### Problem details
Can you recast the material below as a JSON list of strings, with one string per line and blank lines omitted? Leave the pictures out of your answer.

************

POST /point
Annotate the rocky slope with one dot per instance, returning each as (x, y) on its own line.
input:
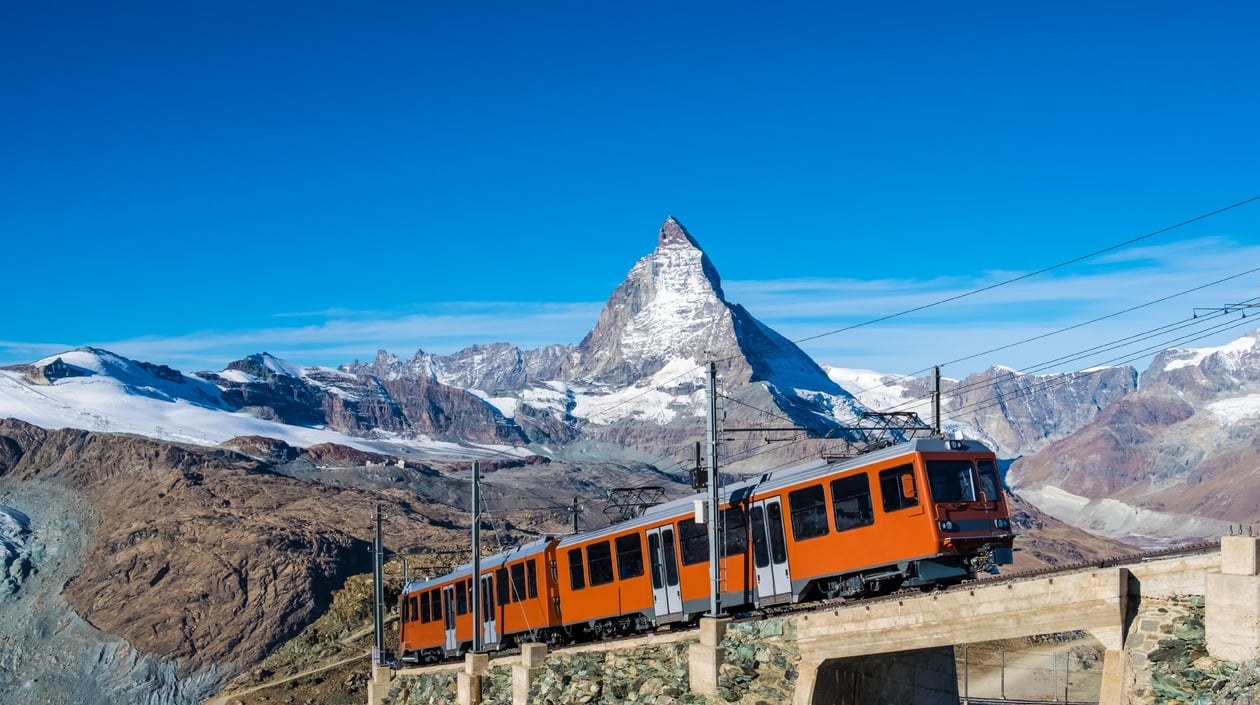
(185, 562)
(1012, 412)
(1179, 457)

************

### Result
[
  "POST /point",
  "Annotate the rocky slope with one dot per instance, returning each as (x, y) on its own line.",
  "input:",
  "(185, 562)",
  "(1012, 412)",
  "(1179, 457)"
]